DATASET CONTENT —
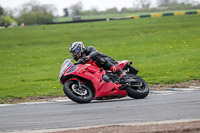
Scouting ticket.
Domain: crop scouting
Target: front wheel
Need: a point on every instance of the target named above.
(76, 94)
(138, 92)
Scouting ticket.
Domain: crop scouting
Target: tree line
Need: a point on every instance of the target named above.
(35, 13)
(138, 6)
---
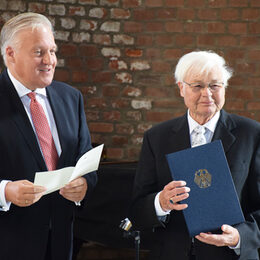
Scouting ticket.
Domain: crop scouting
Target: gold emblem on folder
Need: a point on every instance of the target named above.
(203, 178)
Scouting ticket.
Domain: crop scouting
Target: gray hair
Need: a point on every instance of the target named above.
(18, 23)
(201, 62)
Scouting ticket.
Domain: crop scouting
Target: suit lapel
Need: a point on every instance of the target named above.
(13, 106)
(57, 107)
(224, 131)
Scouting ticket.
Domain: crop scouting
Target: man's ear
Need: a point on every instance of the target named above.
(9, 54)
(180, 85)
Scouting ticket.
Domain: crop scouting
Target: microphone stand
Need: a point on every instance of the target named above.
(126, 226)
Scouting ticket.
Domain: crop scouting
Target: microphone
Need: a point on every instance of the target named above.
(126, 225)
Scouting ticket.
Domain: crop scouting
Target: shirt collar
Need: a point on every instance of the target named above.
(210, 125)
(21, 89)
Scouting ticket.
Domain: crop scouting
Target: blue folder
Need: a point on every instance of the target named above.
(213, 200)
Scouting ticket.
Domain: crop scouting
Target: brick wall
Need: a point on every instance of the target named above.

WRITTEN EXERCISE —
Identify every one of the lines above that contains the string "microphone", and copy each such line. Matching is case-sensitive.

THE SOLUTION —
Target: microphone stand
Target: microphone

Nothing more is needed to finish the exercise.